Task objective >>
Shift every bounding-box coordinate by 140 while copying everything from the start of the listing down to the line containing "[139,110,159,168]". Keep every other line as it stands.

Stored records:
------------------------------
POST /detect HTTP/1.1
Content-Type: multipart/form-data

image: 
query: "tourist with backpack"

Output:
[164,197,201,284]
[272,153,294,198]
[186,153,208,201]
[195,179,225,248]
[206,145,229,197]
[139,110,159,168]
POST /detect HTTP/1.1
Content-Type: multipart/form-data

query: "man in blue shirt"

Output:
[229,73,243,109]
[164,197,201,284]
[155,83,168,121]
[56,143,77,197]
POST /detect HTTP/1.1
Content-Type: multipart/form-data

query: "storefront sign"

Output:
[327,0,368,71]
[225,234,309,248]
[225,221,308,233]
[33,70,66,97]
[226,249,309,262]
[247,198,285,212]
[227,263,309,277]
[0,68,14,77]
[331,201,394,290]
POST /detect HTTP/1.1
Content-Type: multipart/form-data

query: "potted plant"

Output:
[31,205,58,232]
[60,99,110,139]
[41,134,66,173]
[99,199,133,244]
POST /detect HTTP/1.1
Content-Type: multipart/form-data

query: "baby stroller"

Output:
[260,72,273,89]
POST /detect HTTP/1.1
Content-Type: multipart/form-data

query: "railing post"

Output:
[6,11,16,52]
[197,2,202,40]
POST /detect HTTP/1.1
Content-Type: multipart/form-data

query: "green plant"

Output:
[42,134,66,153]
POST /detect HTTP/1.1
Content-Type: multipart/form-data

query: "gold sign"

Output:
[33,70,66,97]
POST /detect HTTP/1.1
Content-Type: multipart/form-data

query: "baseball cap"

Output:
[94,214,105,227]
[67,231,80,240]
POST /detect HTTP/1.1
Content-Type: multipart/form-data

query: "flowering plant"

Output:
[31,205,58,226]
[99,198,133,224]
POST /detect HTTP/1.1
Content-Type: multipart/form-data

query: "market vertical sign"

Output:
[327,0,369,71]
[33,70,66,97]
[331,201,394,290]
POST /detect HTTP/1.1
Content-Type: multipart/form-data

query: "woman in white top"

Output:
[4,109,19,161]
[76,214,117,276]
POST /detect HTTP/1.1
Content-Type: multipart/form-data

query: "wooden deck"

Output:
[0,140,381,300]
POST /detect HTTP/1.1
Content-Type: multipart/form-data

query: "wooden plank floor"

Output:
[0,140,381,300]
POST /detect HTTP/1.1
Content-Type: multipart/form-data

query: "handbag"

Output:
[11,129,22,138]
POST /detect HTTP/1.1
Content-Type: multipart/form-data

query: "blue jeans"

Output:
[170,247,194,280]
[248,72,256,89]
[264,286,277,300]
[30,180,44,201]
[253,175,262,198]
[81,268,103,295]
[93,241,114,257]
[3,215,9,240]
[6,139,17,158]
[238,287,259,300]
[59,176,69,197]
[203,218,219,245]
------------------------------
Finished answer >>
POST /detect HTTP/1.1
Content-Type: multipart/form-data

image: 
query: "tourist with backpack"

Output:
[304,337,341,424]
[412,293,434,338]
[326,293,348,341]
[335,319,365,388]
[346,285,369,337]
[279,250,299,308]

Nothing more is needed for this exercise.